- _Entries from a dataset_
——————————

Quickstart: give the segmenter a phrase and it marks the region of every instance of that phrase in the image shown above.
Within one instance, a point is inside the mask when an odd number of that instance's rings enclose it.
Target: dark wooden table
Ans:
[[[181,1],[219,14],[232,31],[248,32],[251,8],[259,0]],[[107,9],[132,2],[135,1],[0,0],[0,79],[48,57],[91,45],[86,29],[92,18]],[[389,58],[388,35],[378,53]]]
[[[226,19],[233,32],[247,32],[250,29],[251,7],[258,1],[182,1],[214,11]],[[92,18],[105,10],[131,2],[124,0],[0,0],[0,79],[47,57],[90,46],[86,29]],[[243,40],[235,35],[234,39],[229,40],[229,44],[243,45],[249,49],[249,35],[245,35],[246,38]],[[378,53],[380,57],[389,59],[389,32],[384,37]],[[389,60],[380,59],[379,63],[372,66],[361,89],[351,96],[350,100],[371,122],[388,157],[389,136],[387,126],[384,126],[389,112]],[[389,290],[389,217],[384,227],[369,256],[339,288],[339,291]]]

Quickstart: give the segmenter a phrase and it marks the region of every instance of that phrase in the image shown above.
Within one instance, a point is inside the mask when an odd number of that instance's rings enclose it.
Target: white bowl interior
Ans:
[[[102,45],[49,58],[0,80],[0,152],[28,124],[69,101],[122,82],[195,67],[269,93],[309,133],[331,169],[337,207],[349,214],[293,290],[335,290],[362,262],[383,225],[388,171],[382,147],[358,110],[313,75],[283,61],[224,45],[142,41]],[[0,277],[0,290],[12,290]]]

——————————

- _Stated problem_
Return every line of the listing above that contains the string "Target".

- _Result for this task_
Target: dark wooden table
Target: white bowl interior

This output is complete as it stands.